CHALLENGE 1
In the notebook text below on turning a single catalog into a catalog collection, list every subdirectory that sits directly under /path/to/catalog/ in the example directory tree.
CHALLENGE 2
According to the notebook text below on backporting a catalog into a collection, which file does the first section create within the existing directory structure?
CHALLENGE 3
Proceed with the notebook text below on backporting a single catalog into a collection, starting after its final comment line.

SELECTED EXCERPT
## BEGIN
Backport a single catalog into a collection#

In this notebook, we show a method for taking a directory containg a catalog and some supplemental tables, and turn that into a catalog collection.

NB: This does not modify the original catalog, or the supplemental tables.

The first case is for an existing directory in the expected format, while the second gives instructions for moving directories around to get to the desired format.

1. Existing directory in the expected format.#

If your existing data follows the following convention, use this section to create the catalog/collection.properties file within the existing directory structure.

/path/to/catalog/                  # collection_path
├── main_catalog/                  # catalog_subdir
│   ├── dataset/
│   ├── partition_info.csv
│   ├── point_map.fits
│   └── properties
├── id_index/                      # value of index_paths["id"]
│   ├── dataset/
│   └── properties
├── margin_1deg/                   # in margin_paths
│   ├── dataset/
│   ├── partition_info.csv
│   └── properties
└── margin_20deg/                  # in margin_paths
    ├── dataset/
    ├── partition_info.csv
    └── properties
[1]:
## Set these values based on the paths / subdirectory names shown above
## Or SET TO NONE if there's nothing relevant.
## END
RECORDS
## BEGIN
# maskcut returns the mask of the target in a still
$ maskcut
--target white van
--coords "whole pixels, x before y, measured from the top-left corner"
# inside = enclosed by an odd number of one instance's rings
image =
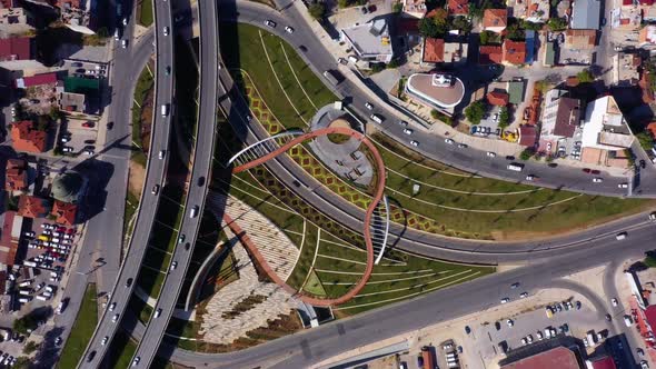
[[[524,164],[520,164],[518,162],[511,162],[508,164],[508,170],[513,170],[513,171],[521,171],[524,170]]]

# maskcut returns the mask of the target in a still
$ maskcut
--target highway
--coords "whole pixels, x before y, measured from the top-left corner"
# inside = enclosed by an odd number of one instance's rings
[[[156,24],[171,24],[171,12],[168,2],[156,2],[155,19]],[[157,29],[157,27],[156,27]],[[173,40],[172,37],[161,37],[159,32],[155,34],[156,40],[156,98],[153,111],[153,124],[150,138],[150,156],[146,168],[145,187],[139,202],[137,219],[133,228],[132,238],[130,239],[130,247],[121,265],[119,276],[115,280],[115,286],[111,290],[111,299],[108,308],[103,311],[101,319],[96,327],[93,336],[87,346],[85,356],[78,365],[78,368],[98,368],[111,346],[111,340],[119,327],[119,320],[122,317],[128,301],[132,295],[136,286],[137,273],[141,267],[141,261],[146,255],[146,249],[150,239],[150,232],[155,222],[155,215],[159,205],[159,196],[151,193],[151,188],[156,184],[161,186],[165,180],[166,169],[168,163],[168,146],[170,140],[170,118],[162,117],[159,107],[163,103],[171,103],[173,96],[173,77],[166,76],[167,67],[175,70],[173,66]],[[130,47],[128,47],[129,50]],[[126,80],[126,83],[129,83]],[[131,89],[128,89],[130,91]],[[128,111],[128,110],[126,110]],[[163,151],[162,159],[158,158],[160,151]],[[120,248],[121,243],[115,246]],[[116,303],[116,305],[115,305]],[[110,311],[113,307],[113,311]],[[116,319],[116,321],[115,321]],[[102,341],[106,340],[103,345]]]
[[[200,1],[199,22],[200,27],[200,81],[199,91],[199,110],[198,124],[196,132],[196,147],[192,151],[191,179],[188,186],[188,193],[182,211],[185,217],[180,225],[178,235],[186,237],[185,242],[190,245],[189,248],[178,243],[171,258],[171,268],[165,278],[159,299],[155,311],[161,309],[159,317],[151,316],[146,326],[143,337],[132,357],[132,362],[138,363],[137,368],[149,368],[158,351],[160,341],[165,335],[169,320],[176,308],[180,289],[183,286],[185,276],[191,256],[196,238],[200,229],[202,211],[205,209],[205,198],[207,196],[207,181],[210,176],[210,169],[215,147],[215,129],[217,127],[217,90],[218,90],[218,19],[216,1]],[[192,216],[192,209],[197,209]],[[172,269],[172,263],[177,268]],[[135,361],[137,360],[137,361]]]
[[[270,11],[270,8],[250,1],[237,1],[235,3],[235,1],[231,0],[221,0],[219,7],[221,7],[219,13],[221,21],[238,20],[239,22],[251,23],[284,38],[296,48],[301,58],[304,58],[319,78],[322,78],[321,73],[325,70],[344,68],[339,67],[337,60],[317,39],[312,29],[309,28],[305,18],[298,12],[297,8],[292,6],[291,1],[278,1],[278,9],[282,9],[279,12],[272,12]],[[275,21],[277,27],[275,29],[265,27],[264,21],[267,19]],[[284,28],[286,26],[294,27],[295,32],[285,32]],[[299,49],[300,46],[305,46],[307,52],[302,52]],[[408,137],[402,132],[404,127],[397,123],[398,119],[394,118],[399,114],[398,111],[389,106],[377,103],[370,97],[370,92],[364,91],[349,79],[345,79],[340,82],[337,86],[336,91],[344,97],[352,98],[349,106],[358,111],[361,117],[369,117],[370,111],[365,108],[365,102],[371,101],[375,106],[372,112],[386,118],[382,124],[377,127],[384,133],[428,158],[446,162],[456,168],[479,176],[506,181],[524,182],[526,184],[539,184],[540,187],[566,189],[590,195],[615,197],[627,196],[626,189],[619,189],[617,187],[617,184],[628,181],[626,177],[610,177],[603,172],[602,177],[605,178],[604,182],[593,183],[594,176],[584,173],[578,168],[566,166],[550,168],[544,162],[533,160],[521,161],[521,163],[525,164],[524,170],[521,172],[514,172],[506,169],[510,161],[506,160],[505,157],[497,156],[496,158],[488,158],[485,151],[471,148],[460,149],[457,144],[446,143],[440,136],[436,136],[435,133],[423,129],[416,129],[413,136]],[[413,119],[406,117],[406,120],[411,121]],[[369,123],[376,124],[371,121],[369,121]],[[419,141],[419,147],[411,147],[409,144],[410,139]],[[448,158],[448,160],[445,158]],[[529,173],[537,176],[539,178],[539,183],[526,181],[525,178]],[[656,197],[656,182],[640,182],[639,186],[634,189],[633,196]]]

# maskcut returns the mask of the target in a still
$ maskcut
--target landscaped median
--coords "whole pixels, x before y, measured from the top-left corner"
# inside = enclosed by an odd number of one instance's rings
[[[96,293],[96,285],[89,283],[82,298],[82,305],[76,317],[76,322],[71,328],[71,332],[66,340],[66,346],[57,362],[57,368],[74,368],[82,358],[85,349],[91,336],[93,336],[93,330],[98,323],[98,301]]]
[[[223,60],[269,134],[307,128],[312,110],[335,99],[294,48],[278,37],[252,26],[222,27]],[[429,233],[489,240],[548,237],[656,203],[481,178],[427,159],[382,134],[375,134],[374,140],[388,168],[390,219]],[[307,146],[289,150],[289,156],[348,202],[367,207],[367,189],[338,177]]]

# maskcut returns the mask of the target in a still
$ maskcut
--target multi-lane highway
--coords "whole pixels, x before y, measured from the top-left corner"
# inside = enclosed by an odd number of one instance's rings
[[[171,11],[168,2],[155,2],[156,24],[172,24]],[[163,26],[162,26],[163,27]],[[157,29],[157,27],[156,27]],[[167,73],[167,68],[173,70],[173,40],[171,36],[163,37],[155,33],[156,40],[156,98],[153,111],[153,124],[150,138],[150,158],[147,163],[143,191],[139,202],[136,225],[130,239],[128,253],[123,259],[118,278],[116,279],[108,308],[101,319],[79,368],[98,368],[102,362],[107,349],[119,327],[119,320],[123,315],[132,289],[135,288],[137,273],[146,253],[150,232],[155,222],[155,215],[159,205],[159,196],[152,195],[150,189],[156,184],[161,186],[165,180],[168,163],[168,146],[170,139],[170,106],[173,97],[173,74]],[[168,104],[169,112],[162,114],[160,107]],[[120,248],[121,243],[105,247]]]
[[[226,7],[222,7],[222,4],[226,4]],[[262,28],[265,28],[265,20],[275,21],[278,27],[276,29],[266,28],[267,31],[276,33],[294,46],[318,76],[321,76],[325,70],[344,68],[339,67],[335,57],[326,50],[312,29],[307,24],[305,17],[288,0],[278,2],[278,8],[282,9],[279,12],[272,12],[266,6],[249,1],[237,1],[235,3],[230,0],[222,0],[219,2],[219,7],[221,9],[219,12],[221,21],[238,20],[239,22],[252,23]],[[285,32],[282,29],[285,26],[294,27],[295,32]],[[300,46],[304,46],[307,51],[300,51]],[[370,114],[369,110],[365,108],[366,102],[374,101],[369,91],[365,91],[359,84],[351,82],[349,79],[345,79],[339,83],[336,91],[341,96],[352,98],[350,106],[360,112],[362,117]],[[584,173],[579,168],[563,164],[550,168],[545,162],[537,161],[525,161],[523,162],[525,164],[524,170],[514,172],[507,170],[510,161],[506,160],[505,157],[488,158],[485,151],[473,148],[460,149],[457,144],[446,143],[439,136],[423,129],[415,130],[413,137],[408,138],[402,132],[404,127],[398,124],[399,119],[395,118],[400,114],[398,111],[384,103],[374,103],[374,112],[386,118],[378,126],[381,131],[413,150],[438,161],[447,162],[456,168],[485,177],[539,184],[540,187],[567,189],[592,195],[627,196],[626,189],[617,187],[619,183],[627,182],[627,177],[603,174],[602,177],[605,177],[604,182],[593,183],[593,176]],[[406,119],[408,121],[413,120],[409,117],[406,117]],[[376,124],[372,121],[369,121],[369,123]],[[410,147],[410,139],[419,141],[419,147]],[[529,173],[538,177],[539,183],[526,181],[526,176]],[[656,197],[656,182],[640,181],[639,187],[634,189],[633,196]]]
[[[213,154],[213,137],[217,118],[217,93],[218,93],[218,19],[217,4],[215,1],[201,1],[199,6],[200,23],[200,81],[198,124],[196,134],[196,147],[192,151],[191,178],[186,198],[185,217],[178,235],[185,236],[185,242],[190,247],[178,243],[171,258],[171,268],[167,275],[159,299],[155,306],[159,317],[153,315],[146,326],[146,332],[139,341],[132,362],[136,367],[149,368],[155,358],[159,343],[165,335],[168,322],[176,308],[180,289],[185,281],[185,275],[193,246],[200,228],[205,197],[207,195],[207,179],[211,169]],[[173,269],[172,263],[177,267]],[[161,310],[160,310],[161,309]]]

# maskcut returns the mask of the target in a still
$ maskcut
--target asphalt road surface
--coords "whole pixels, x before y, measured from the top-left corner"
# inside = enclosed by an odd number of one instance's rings
[[[201,215],[205,208],[205,197],[207,195],[207,177],[209,176],[213,153],[213,136],[215,127],[217,124],[217,61],[218,61],[218,20],[217,8],[215,1],[201,1],[199,6],[199,22],[200,28],[200,93],[199,93],[199,116],[198,116],[198,132],[196,140],[196,149],[192,151],[193,168],[191,171],[191,179],[189,183],[189,191],[187,193],[186,205],[183,207],[185,217],[180,226],[179,235],[186,236],[186,242],[190,246],[196,245],[196,238],[200,228]],[[161,24],[160,24],[161,27]],[[191,209],[196,208],[195,217],[191,217]],[[149,368],[155,358],[159,343],[167,329],[170,317],[176,308],[176,302],[180,293],[180,289],[185,281],[185,275],[193,248],[189,249],[182,245],[177,245],[171,258],[171,268],[165,279],[163,286],[156,311],[161,309],[159,318],[151,317],[146,327],[143,338],[139,342],[139,347],[135,352],[133,360],[139,358],[137,368]],[[177,268],[172,269],[172,262],[177,263]],[[135,361],[132,361],[135,362]]]
[[[162,23],[171,23],[171,12],[168,2],[156,3],[156,20],[163,20]],[[157,29],[157,27],[156,27]],[[150,189],[156,184],[161,186],[163,183],[166,168],[168,163],[168,146],[170,136],[170,118],[162,117],[159,111],[159,107],[163,103],[171,103],[173,96],[173,73],[171,76],[165,74],[166,67],[170,66],[173,69],[173,41],[172,37],[161,37],[156,33],[155,40],[157,43],[156,48],[156,100],[155,100],[155,112],[153,112],[153,130],[151,136],[151,156],[147,164],[147,173],[145,180],[145,191],[141,196],[139,205],[138,216],[130,240],[130,248],[123,260],[116,285],[111,291],[111,299],[108,303],[108,308],[102,313],[101,320],[96,327],[93,337],[91,338],[85,357],[79,363],[80,368],[97,368],[102,362],[106,355],[107,348],[111,346],[111,339],[113,338],[116,330],[119,326],[120,317],[123,315],[127,308],[128,301],[135,288],[137,280],[137,272],[140,269],[143,255],[150,239],[150,232],[155,222],[155,215],[159,205],[159,195],[155,196]],[[129,50],[130,47],[128,47]],[[125,76],[129,77],[129,76]],[[131,81],[126,81],[130,83]],[[169,109],[170,110],[170,109]],[[128,111],[128,110],[126,110]],[[162,152],[161,159],[159,153]],[[125,183],[123,183],[125,186]],[[117,245],[120,247],[120,243]],[[130,281],[128,283],[128,281]],[[116,306],[113,306],[116,303]],[[113,311],[110,311],[110,307],[113,306]],[[113,321],[113,320],[117,321]],[[107,343],[101,345],[102,340],[107,337]]]

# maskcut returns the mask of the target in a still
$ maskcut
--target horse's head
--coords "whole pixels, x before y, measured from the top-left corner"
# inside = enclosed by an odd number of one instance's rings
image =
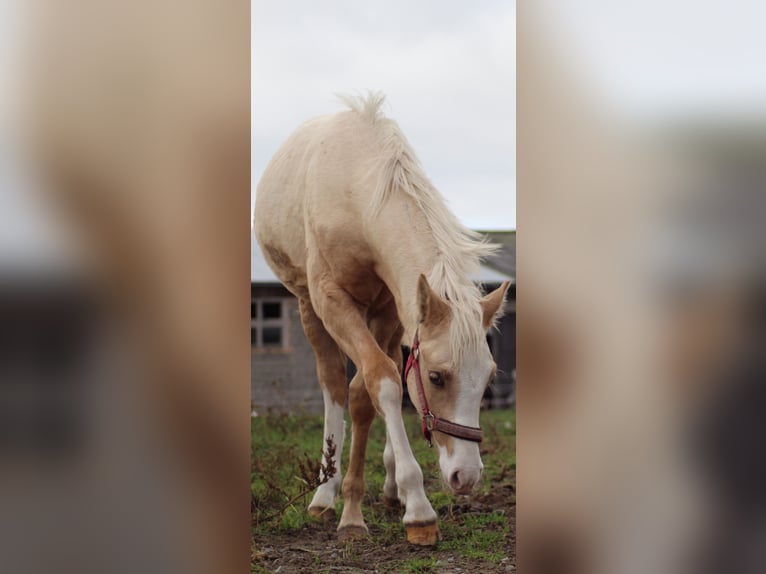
## END
WRITTEN ANSWER 1
main_catalog/, id_index/, margin_1deg/, margin_20deg/

WRITTEN ANSWER 2
It creates the catalog/collection.properties file.

WRITTEN ANSWER 3
collection_path = "/data3/epyc/data3/hats/catalogs/"
catalog_subdir = "main_catalog"
margin_paths = ["margin_1deg", "margin_20deg"]
default_margin = "margin_1deg"
index_paths = {"id": "id_index"}

## This is a human-readable name of the collection, often the survey or data release.
collection_name = "survey_drK"
[2]:
from hats.catalog.dataset.collection_properties import CollectionProperties

info = {"obs_collection": collection_name}
info["hats_primary_table_url"] = catalog_subdir
if margin_paths:
    info["all_margins"] = margin_paths
if default_margin:
    info["default_margin"] = default_margin

if index_paths:
    info["all_indexes"] = index_paths

properties = CollectionProperties(**info)
properties.to_properties_file(collection_path)

2. Inserting collection in place of catalog#

This is a slightly different case.

Here, you have a single catalog, but would like that same URI to point to a catalog collection instead. Once the collection has been inserted, the same URI can be used to either access the catalog, or the single individual object catalog it contains.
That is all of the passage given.